* [What is expected]:
Return the listing below word for word, starting with the line that contains "Annotation task — locate each instance of the thick" and going through its final line, both ends included.

* [Entries shown]:
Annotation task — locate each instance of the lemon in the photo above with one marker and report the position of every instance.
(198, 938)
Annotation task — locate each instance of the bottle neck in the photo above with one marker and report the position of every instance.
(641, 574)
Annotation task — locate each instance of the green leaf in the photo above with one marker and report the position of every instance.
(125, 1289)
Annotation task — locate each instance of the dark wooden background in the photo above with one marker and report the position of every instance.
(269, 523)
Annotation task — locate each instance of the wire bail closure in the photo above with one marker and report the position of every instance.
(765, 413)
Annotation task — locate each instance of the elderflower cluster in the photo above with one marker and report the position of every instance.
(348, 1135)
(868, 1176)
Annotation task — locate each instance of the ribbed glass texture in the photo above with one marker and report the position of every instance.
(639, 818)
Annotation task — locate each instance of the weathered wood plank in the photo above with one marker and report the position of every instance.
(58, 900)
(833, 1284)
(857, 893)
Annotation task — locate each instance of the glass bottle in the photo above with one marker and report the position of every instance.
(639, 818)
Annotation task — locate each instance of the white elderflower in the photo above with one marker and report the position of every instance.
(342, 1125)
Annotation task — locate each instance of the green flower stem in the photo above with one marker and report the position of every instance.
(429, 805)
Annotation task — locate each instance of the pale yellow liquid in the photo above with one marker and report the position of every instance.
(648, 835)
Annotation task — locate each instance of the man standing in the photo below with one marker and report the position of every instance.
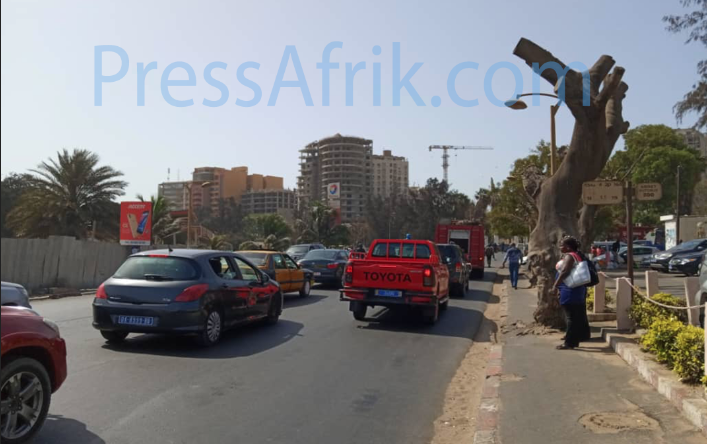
(513, 256)
(490, 253)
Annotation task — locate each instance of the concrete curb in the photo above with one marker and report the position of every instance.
(683, 397)
(488, 415)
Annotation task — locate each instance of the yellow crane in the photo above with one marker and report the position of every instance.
(445, 154)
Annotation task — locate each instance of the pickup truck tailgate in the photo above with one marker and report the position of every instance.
(388, 275)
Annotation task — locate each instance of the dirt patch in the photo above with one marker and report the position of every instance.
(458, 420)
(617, 422)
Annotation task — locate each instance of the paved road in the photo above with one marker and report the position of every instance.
(316, 377)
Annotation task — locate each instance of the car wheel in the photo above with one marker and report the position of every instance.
(114, 337)
(213, 327)
(275, 309)
(359, 311)
(26, 394)
(306, 288)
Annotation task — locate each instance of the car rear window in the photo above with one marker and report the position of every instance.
(165, 268)
(329, 255)
(257, 259)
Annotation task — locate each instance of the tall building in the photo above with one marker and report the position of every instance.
(345, 160)
(390, 174)
(694, 139)
(175, 194)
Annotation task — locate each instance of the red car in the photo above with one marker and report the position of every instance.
(397, 273)
(33, 367)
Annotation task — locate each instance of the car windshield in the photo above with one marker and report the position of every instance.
(689, 245)
(322, 254)
(158, 268)
(257, 259)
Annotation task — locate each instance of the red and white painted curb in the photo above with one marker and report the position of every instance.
(487, 418)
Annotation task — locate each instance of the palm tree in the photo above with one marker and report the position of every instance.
(70, 195)
(163, 225)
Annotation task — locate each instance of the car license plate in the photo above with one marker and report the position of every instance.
(389, 293)
(136, 320)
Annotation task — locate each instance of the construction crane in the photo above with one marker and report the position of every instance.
(445, 154)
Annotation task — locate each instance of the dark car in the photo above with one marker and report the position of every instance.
(453, 257)
(688, 264)
(298, 252)
(33, 367)
(327, 265)
(661, 261)
(196, 292)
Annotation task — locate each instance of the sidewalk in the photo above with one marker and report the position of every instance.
(589, 395)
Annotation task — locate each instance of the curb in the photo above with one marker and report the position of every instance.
(663, 380)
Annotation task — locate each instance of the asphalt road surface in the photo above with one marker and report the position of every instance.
(318, 376)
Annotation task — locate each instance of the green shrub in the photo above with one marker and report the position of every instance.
(661, 339)
(644, 312)
(608, 299)
(689, 354)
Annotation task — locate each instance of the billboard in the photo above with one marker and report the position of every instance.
(135, 223)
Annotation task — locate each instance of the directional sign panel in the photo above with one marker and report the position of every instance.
(602, 193)
(649, 191)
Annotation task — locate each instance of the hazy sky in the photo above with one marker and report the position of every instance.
(48, 80)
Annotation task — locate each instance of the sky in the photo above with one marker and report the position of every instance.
(48, 80)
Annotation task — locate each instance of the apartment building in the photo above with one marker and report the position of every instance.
(390, 174)
(345, 160)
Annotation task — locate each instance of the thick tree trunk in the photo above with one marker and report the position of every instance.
(596, 130)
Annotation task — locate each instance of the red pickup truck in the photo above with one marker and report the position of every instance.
(395, 273)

* [Output for this task]:
Annotation task — locate each instance of the thick tree trunk in the photo above with one marker and report the position of every instance.
(596, 130)
Annotation task — locate each instance of the red pickup truck in the photo above with one marker and report the position of every instance.
(395, 273)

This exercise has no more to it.